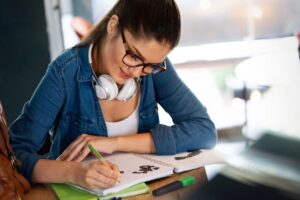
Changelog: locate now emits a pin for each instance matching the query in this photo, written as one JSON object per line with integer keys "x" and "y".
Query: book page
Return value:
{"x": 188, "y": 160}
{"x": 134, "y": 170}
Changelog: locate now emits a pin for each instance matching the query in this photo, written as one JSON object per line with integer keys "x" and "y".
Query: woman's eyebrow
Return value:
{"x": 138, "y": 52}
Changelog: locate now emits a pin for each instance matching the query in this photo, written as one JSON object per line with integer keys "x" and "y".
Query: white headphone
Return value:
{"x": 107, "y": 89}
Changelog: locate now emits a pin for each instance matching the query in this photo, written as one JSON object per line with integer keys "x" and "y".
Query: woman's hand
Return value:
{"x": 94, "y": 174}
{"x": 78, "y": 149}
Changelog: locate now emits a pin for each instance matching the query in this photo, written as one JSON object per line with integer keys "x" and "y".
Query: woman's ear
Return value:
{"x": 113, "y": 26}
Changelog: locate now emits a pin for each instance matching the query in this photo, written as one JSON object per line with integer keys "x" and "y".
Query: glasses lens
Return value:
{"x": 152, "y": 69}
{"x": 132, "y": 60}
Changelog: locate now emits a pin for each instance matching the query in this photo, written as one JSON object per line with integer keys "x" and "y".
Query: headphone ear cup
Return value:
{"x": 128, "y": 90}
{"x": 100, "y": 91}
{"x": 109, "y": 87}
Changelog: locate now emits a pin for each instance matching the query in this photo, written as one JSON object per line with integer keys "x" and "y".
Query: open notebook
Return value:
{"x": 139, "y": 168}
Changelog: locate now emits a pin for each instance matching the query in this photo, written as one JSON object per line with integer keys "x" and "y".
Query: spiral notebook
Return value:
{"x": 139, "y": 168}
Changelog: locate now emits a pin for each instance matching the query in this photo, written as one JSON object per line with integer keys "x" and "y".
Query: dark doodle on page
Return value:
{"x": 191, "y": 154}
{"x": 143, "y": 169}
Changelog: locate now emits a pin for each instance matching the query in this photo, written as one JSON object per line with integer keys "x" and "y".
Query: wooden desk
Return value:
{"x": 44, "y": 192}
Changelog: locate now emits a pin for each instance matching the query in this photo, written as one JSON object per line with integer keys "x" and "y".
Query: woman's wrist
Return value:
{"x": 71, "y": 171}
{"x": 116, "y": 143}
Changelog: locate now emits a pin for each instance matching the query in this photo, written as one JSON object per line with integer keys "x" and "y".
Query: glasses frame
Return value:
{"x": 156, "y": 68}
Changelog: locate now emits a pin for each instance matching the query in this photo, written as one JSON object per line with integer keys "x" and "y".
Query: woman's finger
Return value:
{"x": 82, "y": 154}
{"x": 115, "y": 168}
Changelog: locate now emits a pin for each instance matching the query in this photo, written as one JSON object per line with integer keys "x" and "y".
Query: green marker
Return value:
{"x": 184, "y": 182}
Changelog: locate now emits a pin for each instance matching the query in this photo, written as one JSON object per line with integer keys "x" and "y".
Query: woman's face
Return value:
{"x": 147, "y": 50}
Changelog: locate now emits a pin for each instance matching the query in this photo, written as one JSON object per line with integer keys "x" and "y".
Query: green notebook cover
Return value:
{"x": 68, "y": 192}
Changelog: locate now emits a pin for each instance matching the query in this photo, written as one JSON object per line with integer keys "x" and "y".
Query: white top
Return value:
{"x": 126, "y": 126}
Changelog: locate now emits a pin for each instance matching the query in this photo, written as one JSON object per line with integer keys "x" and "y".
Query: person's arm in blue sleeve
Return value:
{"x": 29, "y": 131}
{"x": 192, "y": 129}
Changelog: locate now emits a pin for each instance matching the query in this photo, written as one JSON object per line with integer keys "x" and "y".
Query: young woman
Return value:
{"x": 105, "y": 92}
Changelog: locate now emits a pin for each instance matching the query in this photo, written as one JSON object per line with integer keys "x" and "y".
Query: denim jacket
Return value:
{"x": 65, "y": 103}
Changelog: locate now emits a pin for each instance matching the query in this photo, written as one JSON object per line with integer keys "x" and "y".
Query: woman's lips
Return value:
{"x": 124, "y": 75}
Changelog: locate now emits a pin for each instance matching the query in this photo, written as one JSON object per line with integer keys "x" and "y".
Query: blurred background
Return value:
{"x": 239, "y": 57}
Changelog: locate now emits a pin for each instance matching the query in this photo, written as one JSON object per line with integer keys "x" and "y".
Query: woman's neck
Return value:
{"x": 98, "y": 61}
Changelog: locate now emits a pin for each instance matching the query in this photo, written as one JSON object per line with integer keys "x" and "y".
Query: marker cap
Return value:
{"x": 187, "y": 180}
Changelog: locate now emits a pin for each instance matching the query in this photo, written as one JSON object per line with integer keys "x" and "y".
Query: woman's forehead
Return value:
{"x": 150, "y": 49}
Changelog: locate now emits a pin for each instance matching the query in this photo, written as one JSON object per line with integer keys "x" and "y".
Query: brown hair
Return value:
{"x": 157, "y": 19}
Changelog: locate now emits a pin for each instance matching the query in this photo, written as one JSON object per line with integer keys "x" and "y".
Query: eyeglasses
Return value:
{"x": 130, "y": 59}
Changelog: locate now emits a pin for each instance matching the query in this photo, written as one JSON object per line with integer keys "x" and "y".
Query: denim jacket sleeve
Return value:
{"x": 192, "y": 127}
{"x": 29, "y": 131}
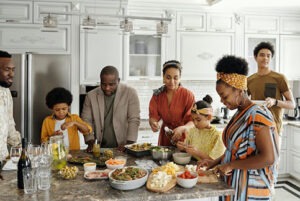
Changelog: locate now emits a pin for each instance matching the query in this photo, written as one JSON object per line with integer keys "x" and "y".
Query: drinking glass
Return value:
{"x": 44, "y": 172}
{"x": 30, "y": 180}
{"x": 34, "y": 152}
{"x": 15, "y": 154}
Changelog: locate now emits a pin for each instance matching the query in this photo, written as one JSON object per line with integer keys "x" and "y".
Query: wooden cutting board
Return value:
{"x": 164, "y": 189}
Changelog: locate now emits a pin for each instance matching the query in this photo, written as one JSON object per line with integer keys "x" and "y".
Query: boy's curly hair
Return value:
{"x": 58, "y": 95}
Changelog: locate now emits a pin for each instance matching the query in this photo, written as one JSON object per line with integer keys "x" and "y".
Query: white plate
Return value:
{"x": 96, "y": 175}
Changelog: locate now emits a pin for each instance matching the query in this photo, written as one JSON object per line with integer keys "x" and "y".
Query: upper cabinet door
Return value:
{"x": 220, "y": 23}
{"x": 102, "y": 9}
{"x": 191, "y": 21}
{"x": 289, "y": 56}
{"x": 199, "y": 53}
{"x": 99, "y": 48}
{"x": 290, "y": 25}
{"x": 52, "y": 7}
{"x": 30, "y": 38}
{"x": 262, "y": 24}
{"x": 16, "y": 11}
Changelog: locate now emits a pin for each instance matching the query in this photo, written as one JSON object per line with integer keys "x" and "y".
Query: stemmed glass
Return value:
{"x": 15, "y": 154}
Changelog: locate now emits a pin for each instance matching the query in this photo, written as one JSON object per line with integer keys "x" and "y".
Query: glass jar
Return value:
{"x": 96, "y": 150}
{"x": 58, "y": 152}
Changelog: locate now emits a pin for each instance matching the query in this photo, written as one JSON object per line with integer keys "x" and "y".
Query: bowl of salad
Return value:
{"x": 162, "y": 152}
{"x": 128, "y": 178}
----------------
| Exercise details |
Copy all the entries word for word. Omit any pictures.

| Response to this exercise |
Changelog: locate now emits a pin for each instance matching the query in this photo, written as one JSON object per line with integer keys "x" and "y".
Query: book page
Return value:
{"x": 188, "y": 160}
{"x": 134, "y": 170}
Changelog: locate now emits a pin for each instance matching the query in this photo, written as one JSON object per line with integer keys "x" and "y".
Query: woman's eyebrow
Return value:
{"x": 138, "y": 52}
Changelog: locate now emits a pin for each instance matching the query in this photo, written as one JSON object per line with integer keys "x" and "y".
Query: white headphone
Return value:
{"x": 107, "y": 89}
Changelog: locate now emits a pin for each instance matching the query in this photo, written as one JSON object per line with integer keys "x" and "y".
Query: woman's hand
Return value:
{"x": 94, "y": 174}
{"x": 78, "y": 149}
Changelog: locate now emits a pin for each instance matching the query in this photo, written as one JSON object per line with integer keys "x" and "y".
Query: woman's ear
Return value:
{"x": 113, "y": 26}
Changelog: locate now emits a pin for each instance matching the query in this photo, written as one JSON object per line with integer keys "x" and "y".
Query: glasses lens
Return value:
{"x": 152, "y": 69}
{"x": 132, "y": 60}
Changelog: locate now emits a pin for each instance matching the query in this photo, written as one JSON object per line with integer keys "x" and "y".
Query: headphone ear cup
Return value:
{"x": 128, "y": 90}
{"x": 100, "y": 91}
{"x": 109, "y": 87}
Changelog: locate now emits a pin for each instance matching the query in this photo, written as one JSON object per line with integer keys "x" and "y".
Query: open notebook
Return value:
{"x": 139, "y": 168}
Changelog: locate now emits a pin for each instance matching the query in this photo, written as one JSON object per line with integer keys "x" and "y".
Query: spiral notebook
Return value:
{"x": 139, "y": 168}
Changelog: locate now emits a pin for each instance matching the query in this photo, written as one JSON object per line with integer keys "x" and "y".
Query: dark doodle on page
Return value:
{"x": 191, "y": 154}
{"x": 143, "y": 169}
Changelog: locate now emits a pin for each instance matching the query in this photo, written as one JSON object per line with integer keys "x" and "y".
Query: wooden desk
Return value:
{"x": 44, "y": 192}
Changelog: locate now emits a pin for each instance matching the query in this photo, written as one JSON object per line with integer keys "x" and "y".
Query: woman's wrist
Return value:
{"x": 71, "y": 171}
{"x": 116, "y": 143}
Changelog: locate now emits a pin for each instance matching the query in this photo, written as one JSON object per line with integer keys "x" and "y".
Query: glasses frame
Return value:
{"x": 156, "y": 68}
Changelog: locate now emits a pin for each instance matching the query in this photo, written as one JSON object per line with integer keys "x" and "y".
Query: woman's finger
Return value:
{"x": 82, "y": 154}
{"x": 115, "y": 168}
Changelog: locate now emits a pin for each instance matching the query in this photo, written as one JSON object per line with integer keys "x" and "y".
Query: green marker
Return value:
{"x": 184, "y": 182}
Changelog: locate now emits a pin for each instance matching the query in this photo, written as one JSON object per line with integer keys "x" and "y".
Query: woman's face
Return value:
{"x": 147, "y": 50}
Changelog: locate now emits a pin for each instance matching the query in this photo, written as one JSON object per line with integer keys "x" and "y".
Query: green notebook cover
Return value:
{"x": 68, "y": 192}
Changelog: locate now emits a pin for each instance matching the query in this photo, written as one JSON object per line with integer keys "x" and "y".
Query: white top
Return value:
{"x": 126, "y": 126}
Changelog: locate now emits a pin for each instance matching the query in this photo, written as one JSON object per line with integer keys "x" and "y".
Query: person's arm in blue sleeve
Return value:
{"x": 29, "y": 131}
{"x": 192, "y": 129}
Changelog: locate now emits a pin for each instance matching the query in this photo, written as one JSON object per line with integer keys "x" and "y".
Query: young woman
Return value:
{"x": 105, "y": 92}
Changelog: locate now emits a pin for each instance matching the query in this photo, written as one JSON object per line with integer keys "x" and "y".
Query: denim jacket
Return value:
{"x": 65, "y": 103}
Changelog: locate now emits a pin for each instance matching the query in this photo, written as one JSON object per line with integer keys "x" and "y".
Query: woman's lips
Return value:
{"x": 124, "y": 75}
Changelog: locate now emits a pin for each instance matching the query in this photo, written as one JSON object per line with integer keys "x" and "y".
Query: blurred background
Return value:
{"x": 239, "y": 57}
Changelog: locate now emits a pin for each instance matching the query in this photo, written as one JSON object per line with integer keys "x" and "y".
Query: woman's neck
Return value:
{"x": 98, "y": 61}
Changelog: locate now emits a pin for each instance matching the query in this photo, written as one JSON object per line with integer keys "x" and "y".
Query: marker cap
Return value:
{"x": 187, "y": 180}
Changelog: locate now emits a pin for each instance matching the query in this photo, written as one JSON object per line with integer keys "x" and "y".
Query: woman's forehead
Return value:
{"x": 150, "y": 49}
Changelog: locate now emits a pin for each instance matching the query in this photo, written as one JSON object per line with integer keys "x" and "y".
Query: brown hair
Return value:
{"x": 157, "y": 19}
Changelog: locate now emits a pin for each instance matching the query in this photo, written as one JSON object per line with integer keys "x" and "y".
Query: eyeglasses
Return value:
{"x": 130, "y": 59}
Changelog: locate now emits a pin for each instance matching the query in this photo, written as one JSON object per line with integer keys "x" and "y".
Query: denim jacket sleeve
Return value:
{"x": 192, "y": 127}
{"x": 29, "y": 131}
Changelog: locate now emits a pin for each instance matching the query in this photo, written as one JSON object per line with integer keys "x" and "y".
Query: drinking glass
Return value:
{"x": 44, "y": 172}
{"x": 30, "y": 180}
{"x": 34, "y": 152}
{"x": 15, "y": 154}
Changelog: locate now emits a pin for each instance matching the query in this photo, written as one JSON object per line with integer keys "x" and "y".
Query: wooden cutting board
Return value:
{"x": 164, "y": 189}
Changelog: locate now emits a pin for each instance matching the query in this photo, written as one JSON object per line with integer keys "x" and "y".
Query: boy's curly hair
Return value:
{"x": 58, "y": 95}
Changelog: locate now emits a pin for each instance matching the query in this photo, written as one JSON object per line with integer keys "x" and "y".
Query: white plate
Return value:
{"x": 96, "y": 175}
Changelog: locate now emits a pin for each instance matching the query in this photo, written as one JSON object per line with integer keys "x" and "y".
Query: upper cabinet door
Return value:
{"x": 220, "y": 23}
{"x": 102, "y": 9}
{"x": 191, "y": 21}
{"x": 289, "y": 56}
{"x": 199, "y": 53}
{"x": 99, "y": 48}
{"x": 290, "y": 25}
{"x": 52, "y": 7}
{"x": 30, "y": 38}
{"x": 262, "y": 24}
{"x": 16, "y": 11}
Changelog: locate now emits a pin for each instance matching the query in this photo, written as one JSON object per line with integer keys "x" and "y".
Query: stemmed glass
Return value:
{"x": 15, "y": 154}
Changelog: locate now emits a pin for each instance matching the query in this photo, written as one JSON object per line with integer keys "x" and "y".
Query: glass jar
Return value:
{"x": 96, "y": 150}
{"x": 58, "y": 152}
Changelog: locate now emits a pin for each instance matching the query in this photo, written as one JSON object per line with integer keys "x" and "y".
Query: bowl of salad
Return value:
{"x": 162, "y": 152}
{"x": 128, "y": 178}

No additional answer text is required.